▸ **Dataset records**
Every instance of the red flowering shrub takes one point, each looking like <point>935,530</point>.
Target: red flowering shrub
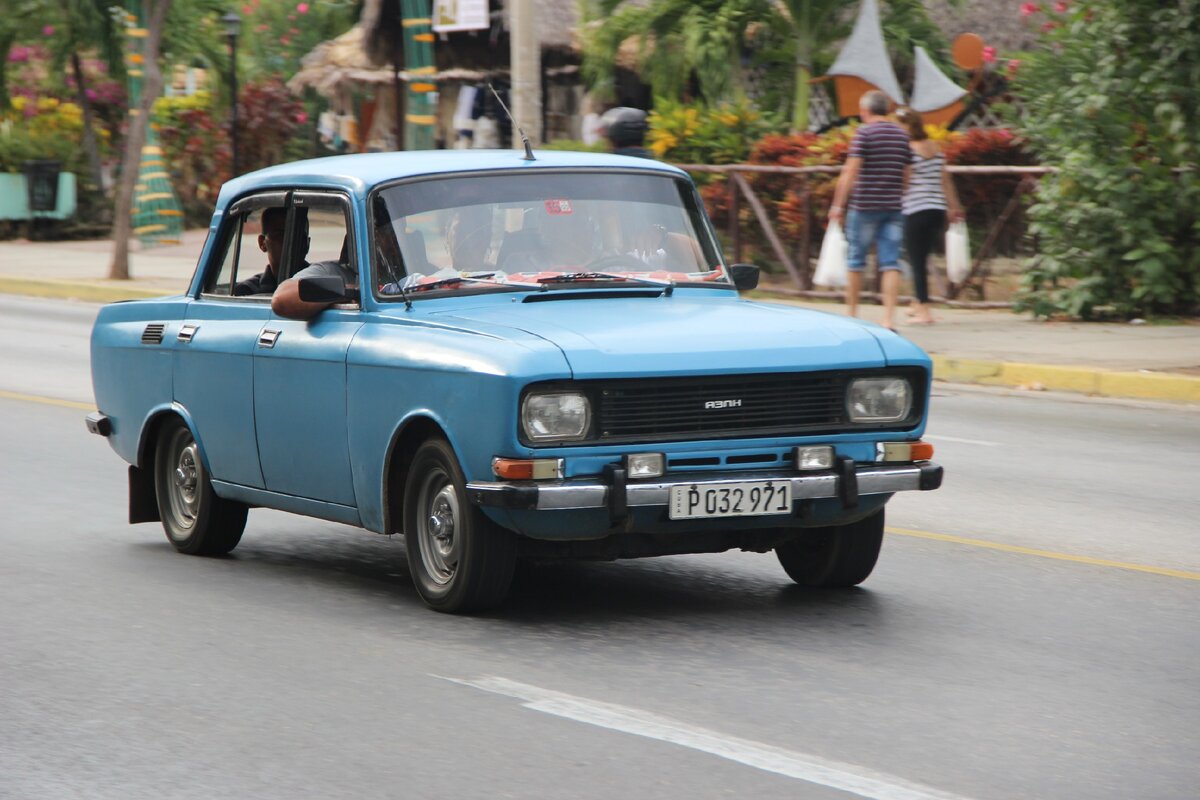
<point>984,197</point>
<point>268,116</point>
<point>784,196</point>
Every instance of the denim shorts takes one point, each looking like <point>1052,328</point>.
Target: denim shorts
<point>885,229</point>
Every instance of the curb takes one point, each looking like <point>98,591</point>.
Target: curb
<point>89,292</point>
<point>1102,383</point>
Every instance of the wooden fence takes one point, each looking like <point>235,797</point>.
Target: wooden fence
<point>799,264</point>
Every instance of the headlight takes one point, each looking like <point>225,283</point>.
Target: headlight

--

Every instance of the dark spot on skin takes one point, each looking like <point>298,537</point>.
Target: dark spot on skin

==

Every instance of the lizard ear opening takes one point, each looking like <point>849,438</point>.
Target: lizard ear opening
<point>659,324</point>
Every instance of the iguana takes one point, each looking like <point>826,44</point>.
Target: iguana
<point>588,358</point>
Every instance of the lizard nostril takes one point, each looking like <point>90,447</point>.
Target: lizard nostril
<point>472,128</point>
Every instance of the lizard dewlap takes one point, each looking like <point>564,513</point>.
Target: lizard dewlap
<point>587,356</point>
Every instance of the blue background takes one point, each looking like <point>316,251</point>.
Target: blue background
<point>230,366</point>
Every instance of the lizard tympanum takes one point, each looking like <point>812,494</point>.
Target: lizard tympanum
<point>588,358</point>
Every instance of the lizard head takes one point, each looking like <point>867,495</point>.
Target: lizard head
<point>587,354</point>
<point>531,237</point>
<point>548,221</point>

▸ **Given problem**
Could you write out, word for word, the records from the line with "Every instance of the red" up to and including the line with "<point>885,229</point>", leaving out the picture?

▸ **Solved exercise**
Every instance of the red flowering shrub takes one point, each looking like <point>935,530</point>.
Target: red flowering shrub
<point>984,197</point>
<point>268,116</point>
<point>784,196</point>
Every instance of the denim shorts takes one point, each looking like <point>1052,328</point>.
Target: denim shorts
<point>885,229</point>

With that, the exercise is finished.